## Your goal
Copy out the records exactly as they are, from the first line through the line containing "[341,458,450,494]".

## Provided entries
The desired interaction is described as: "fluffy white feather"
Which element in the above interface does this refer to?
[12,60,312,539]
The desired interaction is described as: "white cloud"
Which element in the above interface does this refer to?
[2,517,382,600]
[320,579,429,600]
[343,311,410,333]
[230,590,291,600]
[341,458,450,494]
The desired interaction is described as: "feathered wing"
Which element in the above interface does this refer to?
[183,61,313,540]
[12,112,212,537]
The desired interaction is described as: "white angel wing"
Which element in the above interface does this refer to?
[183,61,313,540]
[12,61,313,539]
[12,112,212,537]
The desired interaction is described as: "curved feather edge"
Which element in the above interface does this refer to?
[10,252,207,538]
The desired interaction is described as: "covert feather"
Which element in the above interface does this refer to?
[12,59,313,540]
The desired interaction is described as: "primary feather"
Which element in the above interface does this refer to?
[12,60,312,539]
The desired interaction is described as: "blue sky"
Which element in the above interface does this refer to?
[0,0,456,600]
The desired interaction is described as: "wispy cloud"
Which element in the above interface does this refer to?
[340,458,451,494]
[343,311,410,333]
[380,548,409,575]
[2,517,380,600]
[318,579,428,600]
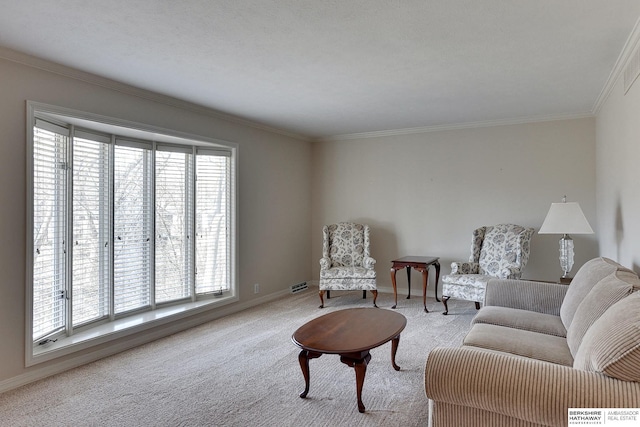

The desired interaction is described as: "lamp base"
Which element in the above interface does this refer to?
[560,234,573,277]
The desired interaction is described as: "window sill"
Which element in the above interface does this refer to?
[26,295,238,366]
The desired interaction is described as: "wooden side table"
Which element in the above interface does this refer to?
[391,256,440,313]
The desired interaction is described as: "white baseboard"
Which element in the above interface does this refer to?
[0,288,290,393]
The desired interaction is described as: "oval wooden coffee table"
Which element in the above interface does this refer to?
[291,308,407,412]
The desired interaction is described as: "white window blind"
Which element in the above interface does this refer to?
[196,149,231,293]
[71,132,111,326]
[155,147,193,303]
[27,107,237,357]
[113,141,153,314]
[32,120,69,340]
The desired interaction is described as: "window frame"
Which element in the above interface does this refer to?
[25,101,239,366]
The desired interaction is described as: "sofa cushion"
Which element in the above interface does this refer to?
[573,292,640,382]
[567,271,640,356]
[471,306,567,337]
[560,257,631,330]
[463,323,573,366]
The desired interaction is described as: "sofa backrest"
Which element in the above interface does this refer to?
[560,257,635,331]
[567,270,640,358]
[573,292,640,382]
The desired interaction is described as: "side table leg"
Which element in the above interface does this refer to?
[391,267,398,308]
[391,335,400,371]
[422,266,429,313]
[298,350,322,399]
[407,265,411,299]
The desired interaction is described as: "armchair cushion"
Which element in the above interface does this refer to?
[451,261,480,274]
[328,222,365,267]
[320,222,376,291]
[478,224,533,279]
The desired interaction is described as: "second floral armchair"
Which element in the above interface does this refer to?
[442,224,534,314]
[320,222,378,308]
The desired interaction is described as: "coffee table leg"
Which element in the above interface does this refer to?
[391,266,398,308]
[391,335,400,371]
[298,350,322,398]
[422,266,429,313]
[433,261,440,302]
[340,351,371,413]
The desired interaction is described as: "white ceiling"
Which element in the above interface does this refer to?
[0,0,640,137]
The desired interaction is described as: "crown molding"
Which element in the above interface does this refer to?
[314,112,594,142]
[591,18,640,115]
[0,46,310,141]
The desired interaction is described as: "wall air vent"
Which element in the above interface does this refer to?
[291,282,308,294]
[624,42,640,95]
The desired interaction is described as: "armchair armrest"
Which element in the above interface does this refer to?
[320,257,331,270]
[484,279,569,316]
[500,267,522,279]
[362,256,376,269]
[451,261,480,274]
[425,347,640,426]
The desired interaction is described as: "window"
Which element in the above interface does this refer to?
[27,103,237,359]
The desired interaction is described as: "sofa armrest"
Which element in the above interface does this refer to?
[451,261,480,274]
[484,279,569,316]
[424,347,640,426]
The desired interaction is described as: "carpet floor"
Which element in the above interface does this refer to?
[0,287,476,427]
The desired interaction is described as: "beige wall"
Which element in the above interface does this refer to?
[311,118,599,289]
[0,52,311,389]
[596,72,640,272]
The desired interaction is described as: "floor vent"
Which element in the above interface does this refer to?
[291,282,308,294]
[624,43,640,94]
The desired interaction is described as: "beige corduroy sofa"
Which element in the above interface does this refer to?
[425,258,640,427]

## Exercise response
The desired interaction is described as: "fluffy white feather"
Which element in the above interface does this refer to?
[12,60,312,539]
The desired interaction is described as: "white cloud"
Which element in the above interface does this refer to?
[2,517,382,600]
[320,579,429,600]
[343,311,410,333]
[230,590,291,600]
[341,458,450,494]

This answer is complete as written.